• _Supplied passage_:
———
[Fis] coming session (& timings of meaning)

From: Pedro C. Marijuán <marijuan@unizar.es>
Date: Fri 26 Mar 2004 - 15:11:18 CET

Dear FIS colleagues,

First of all, cordial greetings to more than one dozen new colleagues who
have joined the fis list during this week, so to participate in the coming
session on ENTROPY & INFORMATION, to start next 5 April, chaired by Michel
Petitjean (Editor-in-Chief of the Journal 'Entropy'). Apart from Michel's
introductory text we will accept other longish contributions to the theme:
during next week we will inform on how those files will be handled. (In
general, participants are expected to post a maximum of two regular
messages per week, and attachments are not recommended). After the session,
a special issue in the Journal Entropy is envisaged.

---------------------------------

We are currently in the aftermath of a previous session on 'Autopoiesis and
Meaning' ---interested parties can have a glance at the fis web site:
http://fis.iguw.tuwien.ac.at/fisspecials/index.html
http://fis.iguw.tuwien.ac.at/mailings/

Curiously, the discussion on meaning has been related several times with
music (e.g., see weeks ago Luis Serra, and more recently Stan and me).
Along the non-exclusively linguistic approach to meaning I have argued,
perhaps the most crucial rhythmicities impinging on our personal
elaborations of meaning ---particularly on how we navigate amidst our
perceptual memories from 'salience' to 'relevance'--- seem to relate to
protein synthesis. Meaning is not only a 'protean' concept: it is also
'proteic'. In the long term, and in a non-trivial way, the 'music of the
spheres' like all other motor-perceptual occurrences is felt and
internalized as a result of orchestrated waves of protein synthesis taking
part in neuronal bodies and in the synapses themselves... the intense waves
(rounds) of creation/destruction in the synapses may be related to the
general theme of 'information erasure' as Stan pointed out, and to
'entropy' considerations. Perhaps it is another minor aspect to explore in
the next session.

About the argument by Ted on groups, it looks connected with the above.
Group theory, and particularly Michael Leyton's approach, builds up very
elegantly regarding organizational dynamics at high perceptual levels (once
neuronal topological specializations are available), and probably for the
formal analysis of ontogenetic patterned development (in multicellulars) I
think. But it looks almost a blind alley intracellularly, to make sense on
the myriad of networking molecular occurrences of the cell, which are based
on an endless casuistic of molecular recognition events. And in which the
bizarre structure of the genetic code and the unassailable problem of
'protein folding' act as an uncrossable border for formalistic approaches.
———
Dataset entries
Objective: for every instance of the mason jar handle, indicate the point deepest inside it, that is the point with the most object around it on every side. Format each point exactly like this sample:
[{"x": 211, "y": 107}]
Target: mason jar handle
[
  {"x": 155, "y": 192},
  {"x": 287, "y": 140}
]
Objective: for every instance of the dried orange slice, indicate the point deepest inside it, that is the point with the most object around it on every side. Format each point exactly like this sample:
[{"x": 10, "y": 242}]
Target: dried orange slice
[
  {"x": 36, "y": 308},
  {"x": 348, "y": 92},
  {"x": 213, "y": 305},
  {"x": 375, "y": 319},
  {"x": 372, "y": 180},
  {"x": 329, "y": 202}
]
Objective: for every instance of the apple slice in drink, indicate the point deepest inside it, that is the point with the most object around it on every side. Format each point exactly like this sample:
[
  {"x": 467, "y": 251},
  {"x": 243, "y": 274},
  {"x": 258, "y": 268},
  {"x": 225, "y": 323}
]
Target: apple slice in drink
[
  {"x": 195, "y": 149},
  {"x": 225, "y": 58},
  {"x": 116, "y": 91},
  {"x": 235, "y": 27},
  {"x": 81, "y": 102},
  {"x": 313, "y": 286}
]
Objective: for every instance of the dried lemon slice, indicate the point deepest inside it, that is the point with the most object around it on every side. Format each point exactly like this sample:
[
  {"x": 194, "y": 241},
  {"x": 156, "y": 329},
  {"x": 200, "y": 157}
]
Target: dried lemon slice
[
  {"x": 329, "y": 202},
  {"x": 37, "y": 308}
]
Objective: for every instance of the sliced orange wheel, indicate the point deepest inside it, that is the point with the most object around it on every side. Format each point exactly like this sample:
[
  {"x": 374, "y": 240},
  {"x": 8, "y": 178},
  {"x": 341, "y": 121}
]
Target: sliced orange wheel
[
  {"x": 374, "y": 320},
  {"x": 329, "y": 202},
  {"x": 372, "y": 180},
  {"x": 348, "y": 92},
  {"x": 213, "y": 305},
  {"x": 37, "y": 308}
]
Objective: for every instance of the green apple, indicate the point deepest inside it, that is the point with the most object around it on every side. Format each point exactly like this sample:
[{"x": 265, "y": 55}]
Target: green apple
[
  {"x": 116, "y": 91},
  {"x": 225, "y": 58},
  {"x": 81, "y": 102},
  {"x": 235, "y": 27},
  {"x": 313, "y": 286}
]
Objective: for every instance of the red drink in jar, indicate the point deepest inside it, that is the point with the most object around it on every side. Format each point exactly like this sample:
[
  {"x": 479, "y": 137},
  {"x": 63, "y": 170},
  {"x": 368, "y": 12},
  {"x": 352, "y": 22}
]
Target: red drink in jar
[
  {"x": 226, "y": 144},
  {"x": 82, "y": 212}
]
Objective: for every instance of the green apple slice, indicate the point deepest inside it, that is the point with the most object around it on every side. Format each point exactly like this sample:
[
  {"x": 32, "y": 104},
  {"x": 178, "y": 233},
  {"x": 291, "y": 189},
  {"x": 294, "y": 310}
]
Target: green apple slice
———
• _Required work_:
1 – Answer these questions using the FIS list message:
(a) On what date is the session on ENTROPY & INFORMATION set to start?
(b) At most, how many regular messages per week are participants expected to post?
(c) What was the theme of the previous session?
2 – Quote the FIS list message from "We are currently" down to "Stan and me).".

• _Task answers_:
1 –
(a) 5 April
(b) Two
(c) Autopoiesis and Meaning

2 –
We are currently in the aftermath of a previous session on 'Autopoiesis and
Meaning' ---interested parties can have a glance at the fis web site:
http://fis.iguw.tuwien.ac.at/fisspecials/index.html
http://fis.iguw.tuwien.ac.at/mailings/

Curiously, the discussion on meaning has been related several times with
music (e.g., see weeks ago Luis Serra, and more recently Stan and me).